* [Data extract]
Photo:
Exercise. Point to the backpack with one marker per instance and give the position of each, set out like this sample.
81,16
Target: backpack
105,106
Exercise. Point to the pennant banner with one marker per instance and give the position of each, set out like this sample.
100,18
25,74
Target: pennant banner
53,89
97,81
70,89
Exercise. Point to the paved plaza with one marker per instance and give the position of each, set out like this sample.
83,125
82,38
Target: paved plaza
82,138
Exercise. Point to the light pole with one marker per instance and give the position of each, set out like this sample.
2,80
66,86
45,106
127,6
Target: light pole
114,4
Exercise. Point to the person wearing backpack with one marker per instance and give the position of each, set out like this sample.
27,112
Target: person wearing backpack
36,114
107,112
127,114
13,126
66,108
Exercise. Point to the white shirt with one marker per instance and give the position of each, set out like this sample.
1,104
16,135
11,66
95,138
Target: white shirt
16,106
---
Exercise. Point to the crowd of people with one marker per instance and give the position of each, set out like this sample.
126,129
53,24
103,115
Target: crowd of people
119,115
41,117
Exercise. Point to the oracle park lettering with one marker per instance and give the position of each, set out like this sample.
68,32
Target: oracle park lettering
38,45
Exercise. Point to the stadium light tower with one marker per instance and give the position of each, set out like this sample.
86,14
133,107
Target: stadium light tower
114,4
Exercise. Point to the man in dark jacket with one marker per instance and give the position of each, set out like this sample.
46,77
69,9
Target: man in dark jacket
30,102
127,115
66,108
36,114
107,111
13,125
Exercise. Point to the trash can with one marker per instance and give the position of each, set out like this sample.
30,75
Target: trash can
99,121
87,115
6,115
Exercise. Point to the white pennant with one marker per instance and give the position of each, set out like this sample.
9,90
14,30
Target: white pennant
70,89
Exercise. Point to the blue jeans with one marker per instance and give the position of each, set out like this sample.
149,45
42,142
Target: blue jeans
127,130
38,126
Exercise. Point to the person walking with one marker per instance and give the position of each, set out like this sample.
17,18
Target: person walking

* [Request] Count the lines in the rows above that contain the word "white". Reply with the number only.

* [Complete output] 4